**Fragmento proporcionado:**
'''

Antes de irnos y al volver reclamamos y prometimos auténticas noticias, y aquì ya sin más inauguramos esta sección titulada tan luego N.A.: Noticias Auténticas; hartos de las comidillas fugaces con que gastan su tinta en títulos catástrofes los cadáveres de los diarios que desde que Marco Polo trajo el papel moneda y el espagueti, ya no sorprenden con nada.
Noticias son estas::
Editores de la antigüedad. |
Como una guillotina que cayó del cielo, el libro digital, acaba, así nomás, con siglos de sumisión, esclavitud y exterminio.
Parece a simple vista una exageración, pero no lo es en absoluto para el escritor avezado que ya conoce el frente, y la crudeza de sus batallas.
Allá lejos y hace tiempo, los escritores se valieron para subsistir de los mecenas, nobles a los que adulaban con refinamiento mientras justificaban públicamente la más espantosa de sus patrañas. La alcahuetería llegó a ser un género. Ni Garcilaso, ni Cervantes ni Quevedo salieron ilesos. Geniales chupaculos todos.
Pero un día un tal Guttemberg inventó la imprenta y le descubrió al hombre las posibilidades comerciales de la palabra; y aquellos nobles mecenas, a la vez, descubrieron así que mejor que darle dinero a los autores, era sacárselo.
Sin perder más un minuto ni un peso, ahí nomás de mecenas pasaron a editores, llamaron a sus viejas dádivas anticipos, pusieron a sus muchachos a producir en serie en serio, y asi los vencieron. Era la revolución industrial, y la ganaban ellos, los editores.
El negocio fue tan bien –para ellos, claro-, que al pasar de los siglos y los autores, no hicieron sino crecer, y entre fusiones y grandes grupos, un día tres o cuatro consorcios -en los hechos no más de quince o veinte tipos sin tiempo para leer jamás un pomo- llegaron a dominar, por ejemplo, todo el negocio editorial de la lengua castellana, que es, en buena medida, dominar en sí toda la lengua castellana.
No más de quince, veinte tipos.

'''

**Datos proporcionados:**
'''

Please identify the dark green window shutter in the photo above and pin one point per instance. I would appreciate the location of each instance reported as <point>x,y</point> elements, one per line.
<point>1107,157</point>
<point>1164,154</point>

'''

**Descripción de la tarea:** Transcriba fielmente el pasaje del texto sobre los editores que va desde "Antes de irnos" hasta "de sus batallas.", ambos incluidos.

**Respuesta completa:**
Antes de irnos y al volver reclamamos y prometimos auténticas noticias, y aquì ya sin más inauguramos esta sección titulada tan luego N.A.: Noticias Auténticas; hartos de las comidillas fugaces con que gastan su tinta en títulos catástrofes los cadáveres de los diarios que desde que Marco Polo trajo el papel moneda y el espagueti, ya no sorprenden con nada.
Noticias son estas::
Editores de la antigüedad. |
Como una guillotina que cayó del cielo, el libro digital, acaba, así nomás, con siglos de sumisión, esclavitud y exterminio.
Parece a simple vista una exageración, pero no lo es en absoluto para el escritor avezado que ya conoce el frente, y la crudeza de sus batallas.